### YOUR INSTRUCTIONS
Please add 108 to each coordinate value in the answer points of the material below, starting with the line containing "Tag one point on every instance of the brown" and going on through the line containing "(1150, 410)". Give every one of those lines again, requests included, and leave the pictures out.

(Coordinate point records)

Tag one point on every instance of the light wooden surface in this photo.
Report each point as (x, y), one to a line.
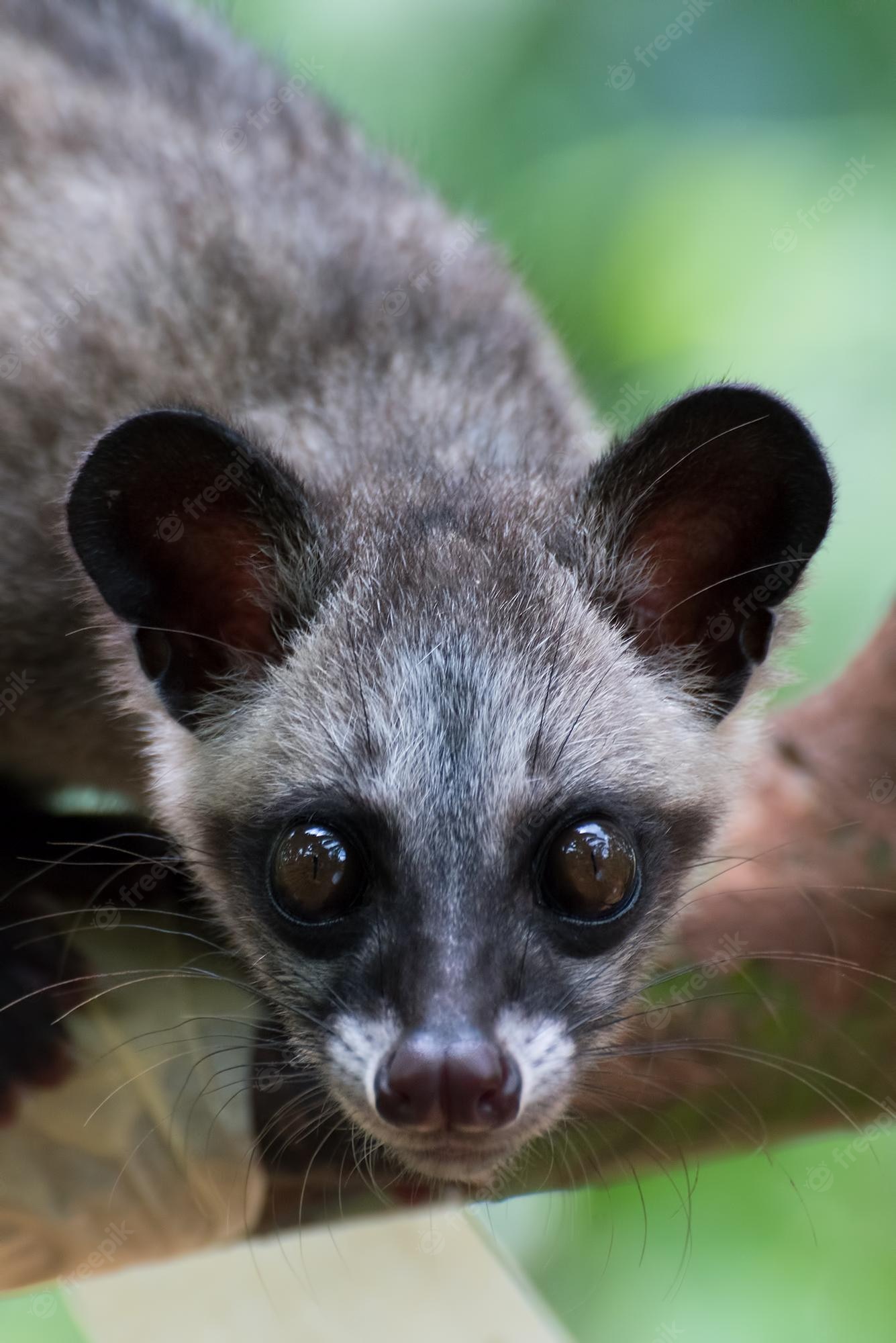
(430, 1277)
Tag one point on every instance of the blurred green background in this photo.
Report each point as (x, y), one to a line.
(670, 203)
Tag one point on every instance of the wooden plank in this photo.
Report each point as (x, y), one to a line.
(426, 1275)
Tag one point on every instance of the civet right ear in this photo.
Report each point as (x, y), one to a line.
(711, 512)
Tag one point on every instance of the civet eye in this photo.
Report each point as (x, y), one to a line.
(317, 875)
(589, 872)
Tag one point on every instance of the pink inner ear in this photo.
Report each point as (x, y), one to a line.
(219, 584)
(693, 553)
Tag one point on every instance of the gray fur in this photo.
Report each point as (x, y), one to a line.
(458, 679)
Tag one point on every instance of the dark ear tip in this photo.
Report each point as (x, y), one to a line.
(729, 405)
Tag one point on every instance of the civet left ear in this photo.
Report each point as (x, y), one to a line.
(710, 514)
(184, 526)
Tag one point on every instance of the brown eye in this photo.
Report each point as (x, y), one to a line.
(317, 875)
(591, 872)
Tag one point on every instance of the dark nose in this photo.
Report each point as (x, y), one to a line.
(432, 1084)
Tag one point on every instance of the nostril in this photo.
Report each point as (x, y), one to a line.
(408, 1086)
(483, 1087)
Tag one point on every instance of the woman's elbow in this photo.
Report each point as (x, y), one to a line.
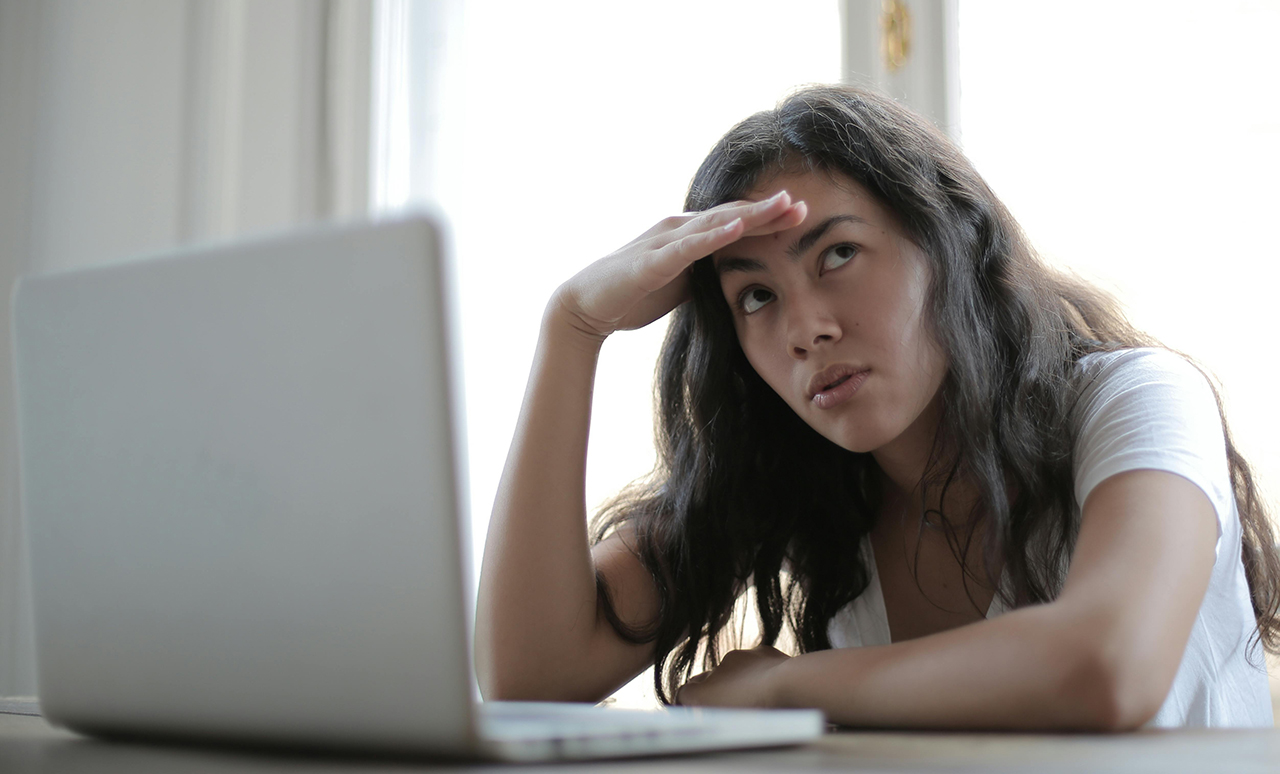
(1116, 687)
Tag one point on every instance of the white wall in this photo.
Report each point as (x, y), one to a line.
(136, 124)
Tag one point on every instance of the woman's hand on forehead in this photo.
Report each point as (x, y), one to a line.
(649, 276)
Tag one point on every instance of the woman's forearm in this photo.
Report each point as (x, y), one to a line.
(1029, 669)
(536, 600)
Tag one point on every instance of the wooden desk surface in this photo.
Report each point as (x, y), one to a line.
(30, 746)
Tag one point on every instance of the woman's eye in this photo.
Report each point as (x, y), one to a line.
(754, 298)
(837, 256)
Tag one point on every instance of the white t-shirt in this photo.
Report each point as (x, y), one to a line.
(1150, 410)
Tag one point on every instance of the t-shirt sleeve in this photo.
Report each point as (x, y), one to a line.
(1151, 410)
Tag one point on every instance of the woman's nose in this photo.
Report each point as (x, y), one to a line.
(809, 326)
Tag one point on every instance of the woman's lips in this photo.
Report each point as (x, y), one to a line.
(839, 389)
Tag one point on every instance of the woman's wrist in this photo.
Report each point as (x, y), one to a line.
(562, 325)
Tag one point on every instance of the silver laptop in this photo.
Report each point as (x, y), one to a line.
(242, 495)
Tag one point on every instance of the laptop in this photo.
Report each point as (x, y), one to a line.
(242, 494)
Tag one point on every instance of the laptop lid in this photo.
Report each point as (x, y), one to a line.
(242, 495)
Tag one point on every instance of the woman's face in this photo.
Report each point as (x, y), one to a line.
(831, 315)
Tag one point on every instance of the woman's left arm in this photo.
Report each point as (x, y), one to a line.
(1101, 656)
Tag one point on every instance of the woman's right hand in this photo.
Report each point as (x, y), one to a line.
(649, 276)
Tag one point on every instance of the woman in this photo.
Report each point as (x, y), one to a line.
(974, 495)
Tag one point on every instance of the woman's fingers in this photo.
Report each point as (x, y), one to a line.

### EXERCISE ANSWER
Tag one point on every instance of the brown eye in this photo.
Report each point as (x, y), one to a line.
(425, 983)
(699, 980)
Tag one point on every instance of the dark nose in this photo.
Report each point as (x, y), one to a line.
(540, 1192)
Tag one point on every instance of the nostril in this photo.
Report each point as (x, y), one to a line.
(516, 1194)
(591, 1195)
Tag one point on every instance of the woman's elbow in this photo.
Report each point as (x, y), one to a line.
(1224, 795)
Tag one point on every instance of the white wall in this photo.
Report each point as (x, y), one to a line.
(244, 232)
Tag one point on every instance of the woman's hand on forehead in this photo.
Report each point as (x, y), one to a line.
(757, 384)
Tag one point on every instance of the woman's forearm in this photo.
Report each point as (x, y), one to a line.
(1137, 777)
(644, 708)
Tag one point on every instance of the wooden desk surface in this photo.
Report each point as (x, y), one to a line.
(138, 854)
Tag one point on every instance of the woman's eye in this photo.
Report each point as (x, y), one to a line.
(862, 406)
(945, 364)
Tag one point on every instance of the white t-shirt in this photo.
Report each point as (x, y), one to a line.
(1258, 518)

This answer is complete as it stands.